Jack Kerouac
n het lentenummer van 2020 van Vuursteen is er al een mooi artikel over Jack Kerouac geschreven door Tony Sebrechts. Het is niet mijn bedoeling dit artikel te herschrijven, maar Jack Kerouac heeft teveel mooie haiku’s geschreven die gelezen mogen worden, daarom nog een aanvulling in deze haikubrief in combinatie met een korte biografie.
Jack Kerouac is geboren op 12 maart 1922 in Lowell, Massachusetts. In 1940 ontvangt hij een beurs om aan de Columbia Universiteit in New York te studeren, maar in 1941 gaat hij van school af.
In 1943 treedt hij in dienst bij de marine, waar hij zes maanden later eervol wordt ontslagen. Tijdens de periode schrijft hij twee romans: The sea is my brother en The hippos were boiled in their tanks.

* **AANGELEVERD MATERIAAL**

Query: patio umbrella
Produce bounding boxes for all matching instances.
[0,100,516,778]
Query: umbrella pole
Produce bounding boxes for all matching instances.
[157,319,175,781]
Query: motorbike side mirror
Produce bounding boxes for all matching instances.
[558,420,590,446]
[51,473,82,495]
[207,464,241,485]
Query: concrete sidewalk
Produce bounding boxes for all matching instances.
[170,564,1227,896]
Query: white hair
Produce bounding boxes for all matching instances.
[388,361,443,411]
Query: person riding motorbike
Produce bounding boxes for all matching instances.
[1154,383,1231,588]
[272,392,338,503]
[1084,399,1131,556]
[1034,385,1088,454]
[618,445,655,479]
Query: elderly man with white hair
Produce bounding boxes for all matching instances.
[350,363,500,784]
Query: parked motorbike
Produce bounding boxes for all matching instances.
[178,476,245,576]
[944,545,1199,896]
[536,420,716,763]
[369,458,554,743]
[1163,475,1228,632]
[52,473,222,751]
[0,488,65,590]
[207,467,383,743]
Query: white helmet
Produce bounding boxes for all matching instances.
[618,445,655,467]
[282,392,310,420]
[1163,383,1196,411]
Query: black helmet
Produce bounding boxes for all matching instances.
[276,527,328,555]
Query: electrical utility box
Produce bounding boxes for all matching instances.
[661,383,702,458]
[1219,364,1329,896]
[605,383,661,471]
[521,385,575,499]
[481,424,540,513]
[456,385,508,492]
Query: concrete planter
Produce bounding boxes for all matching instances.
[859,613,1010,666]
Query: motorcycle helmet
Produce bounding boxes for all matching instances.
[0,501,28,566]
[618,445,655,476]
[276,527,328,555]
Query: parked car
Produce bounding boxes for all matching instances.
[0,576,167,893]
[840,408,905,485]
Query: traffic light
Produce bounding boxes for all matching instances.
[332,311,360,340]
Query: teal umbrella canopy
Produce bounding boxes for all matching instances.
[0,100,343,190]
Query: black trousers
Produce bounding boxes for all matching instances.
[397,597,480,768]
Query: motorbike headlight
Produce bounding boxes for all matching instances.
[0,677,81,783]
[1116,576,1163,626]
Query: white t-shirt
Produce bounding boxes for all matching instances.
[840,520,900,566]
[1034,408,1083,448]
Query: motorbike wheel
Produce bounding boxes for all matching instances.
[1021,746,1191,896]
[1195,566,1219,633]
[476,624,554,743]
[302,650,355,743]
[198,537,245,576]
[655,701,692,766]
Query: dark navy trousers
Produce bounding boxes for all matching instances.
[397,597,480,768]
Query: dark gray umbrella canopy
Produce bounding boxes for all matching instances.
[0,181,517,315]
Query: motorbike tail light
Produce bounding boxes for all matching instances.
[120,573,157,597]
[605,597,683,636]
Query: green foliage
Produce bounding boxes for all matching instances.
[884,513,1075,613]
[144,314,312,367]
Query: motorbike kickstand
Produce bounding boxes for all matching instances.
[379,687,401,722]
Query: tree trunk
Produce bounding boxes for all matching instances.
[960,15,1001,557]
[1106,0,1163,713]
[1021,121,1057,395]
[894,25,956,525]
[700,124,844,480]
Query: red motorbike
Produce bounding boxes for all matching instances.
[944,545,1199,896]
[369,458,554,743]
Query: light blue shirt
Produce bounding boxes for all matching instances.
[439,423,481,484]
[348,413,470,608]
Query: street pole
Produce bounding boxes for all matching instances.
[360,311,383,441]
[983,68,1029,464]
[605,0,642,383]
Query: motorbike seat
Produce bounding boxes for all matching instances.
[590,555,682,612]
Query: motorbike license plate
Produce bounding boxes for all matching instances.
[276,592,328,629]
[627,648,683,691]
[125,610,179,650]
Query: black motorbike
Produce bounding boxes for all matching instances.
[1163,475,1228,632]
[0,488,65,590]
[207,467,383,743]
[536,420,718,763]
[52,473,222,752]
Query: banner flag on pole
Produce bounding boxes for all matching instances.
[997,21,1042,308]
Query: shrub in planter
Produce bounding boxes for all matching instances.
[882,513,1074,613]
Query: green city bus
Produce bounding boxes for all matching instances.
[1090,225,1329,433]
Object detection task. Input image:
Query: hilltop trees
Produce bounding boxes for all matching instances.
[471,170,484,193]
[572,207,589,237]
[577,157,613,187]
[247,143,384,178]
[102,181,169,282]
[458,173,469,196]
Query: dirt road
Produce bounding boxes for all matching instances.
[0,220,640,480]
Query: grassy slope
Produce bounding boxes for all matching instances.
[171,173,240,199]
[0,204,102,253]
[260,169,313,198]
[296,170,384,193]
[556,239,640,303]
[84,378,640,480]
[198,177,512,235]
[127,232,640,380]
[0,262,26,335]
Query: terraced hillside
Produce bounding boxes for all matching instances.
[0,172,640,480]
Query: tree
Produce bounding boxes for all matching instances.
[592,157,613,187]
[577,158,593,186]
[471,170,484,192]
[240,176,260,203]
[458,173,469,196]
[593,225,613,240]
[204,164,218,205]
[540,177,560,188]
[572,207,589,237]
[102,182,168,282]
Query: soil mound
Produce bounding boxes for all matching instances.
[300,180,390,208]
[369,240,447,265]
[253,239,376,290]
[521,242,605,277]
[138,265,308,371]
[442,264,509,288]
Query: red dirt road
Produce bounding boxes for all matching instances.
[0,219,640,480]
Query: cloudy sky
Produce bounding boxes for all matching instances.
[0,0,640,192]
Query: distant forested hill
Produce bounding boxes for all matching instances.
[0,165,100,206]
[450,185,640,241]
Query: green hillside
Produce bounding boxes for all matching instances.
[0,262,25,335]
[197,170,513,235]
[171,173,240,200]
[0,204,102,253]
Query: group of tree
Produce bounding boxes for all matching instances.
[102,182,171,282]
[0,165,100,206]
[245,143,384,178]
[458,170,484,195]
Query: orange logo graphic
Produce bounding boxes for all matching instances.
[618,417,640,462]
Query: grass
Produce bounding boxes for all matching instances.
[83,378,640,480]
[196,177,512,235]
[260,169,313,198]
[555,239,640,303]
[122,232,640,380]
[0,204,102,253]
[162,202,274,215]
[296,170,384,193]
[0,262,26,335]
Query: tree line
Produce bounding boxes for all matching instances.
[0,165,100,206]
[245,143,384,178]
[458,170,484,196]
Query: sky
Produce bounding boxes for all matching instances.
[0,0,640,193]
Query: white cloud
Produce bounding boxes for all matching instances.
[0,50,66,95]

* **OPDRACHT 1**
In welk jaar trad Jack Kerouac volgens de tekst over hem in dienst bij de marine?
* **OPDRACHT 2**
Geef uit de tekst over Jack Kerouac alstublieft letterlijk het stuk weer van "In 1943 treedt" tot en met "in their tanks.".

* **ANTWOORD 1**
In 1943.

* **ANTWOORD 2**
In 1943 treedt hij in dienst bij de marine, waar hij zes maanden later eervol wordt ontslagen. Tijdens de periode schrijft hij twee romans: The sea is my brother en The hippos were boiled in their tanks.